- **WHAT NEEDS TO BE DONE**
In the data below, find the lines containing "ring" and say how many there are, nothing more.

---- DATA

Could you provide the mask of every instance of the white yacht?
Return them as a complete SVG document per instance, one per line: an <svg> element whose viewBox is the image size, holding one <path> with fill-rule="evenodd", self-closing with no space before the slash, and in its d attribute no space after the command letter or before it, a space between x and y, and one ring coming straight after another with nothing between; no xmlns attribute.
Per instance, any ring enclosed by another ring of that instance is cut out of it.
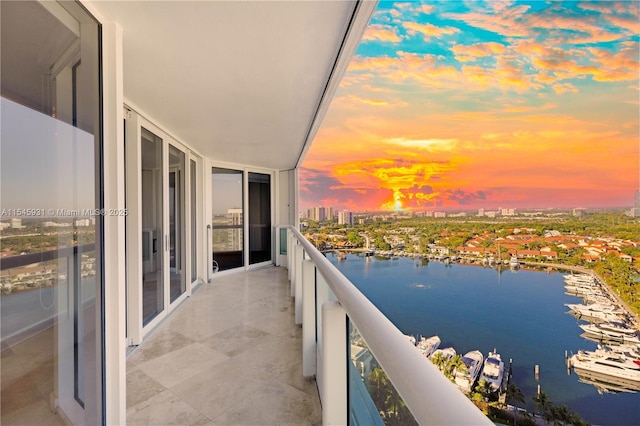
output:
<svg viewBox="0 0 640 426"><path fill-rule="evenodd" d="M587 274L565 275L564 280L567 283L595 284L596 280L593 276Z"/></svg>
<svg viewBox="0 0 640 426"><path fill-rule="evenodd" d="M567 306L578 318L593 319L597 321L619 321L626 316L626 312L612 305L592 303L590 305L571 304Z"/></svg>
<svg viewBox="0 0 640 426"><path fill-rule="evenodd" d="M519 265L520 263L518 263L518 256L514 254L513 256L511 256L511 259L509 260L509 266L511 268L517 268Z"/></svg>
<svg viewBox="0 0 640 426"><path fill-rule="evenodd" d="M603 340L616 340L635 344L640 343L638 331L627 327L626 324L620 321L603 322L599 324L581 324L580 328L583 329L585 333L599 337Z"/></svg>
<svg viewBox="0 0 640 426"><path fill-rule="evenodd" d="M410 334L405 334L404 337L413 345L416 345L416 338L411 336Z"/></svg>
<svg viewBox="0 0 640 426"><path fill-rule="evenodd" d="M463 392L470 392L480 374L484 356L480 351L471 351L464 354L462 361L467 367L466 371L457 370L454 376L454 382Z"/></svg>
<svg viewBox="0 0 640 426"><path fill-rule="evenodd" d="M494 349L493 352L489 352L489 355L487 355L487 358L484 360L484 366L479 380L485 379L491 384L491 389L497 391L502 386L503 378L504 362L502 362L500 354Z"/></svg>
<svg viewBox="0 0 640 426"><path fill-rule="evenodd" d="M431 354L438 349L440 346L440 337L431 336L428 339L424 337L420 338L420 341L416 344L416 347L420 351L420 353L427 358L431 356Z"/></svg>
<svg viewBox="0 0 640 426"><path fill-rule="evenodd" d="M448 348L443 348L443 349L436 349L435 351L433 351L433 353L431 354L431 356L429 358L435 357L436 355L440 355L442 356L442 358L444 359L451 359L454 356L456 356L456 350L454 348L452 348L451 346L449 346Z"/></svg>
<svg viewBox="0 0 640 426"><path fill-rule="evenodd" d="M579 351L569 363L580 378L598 380L640 391L640 361L607 348Z"/></svg>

--------

- **RESULT OF THE EXERCISE**
2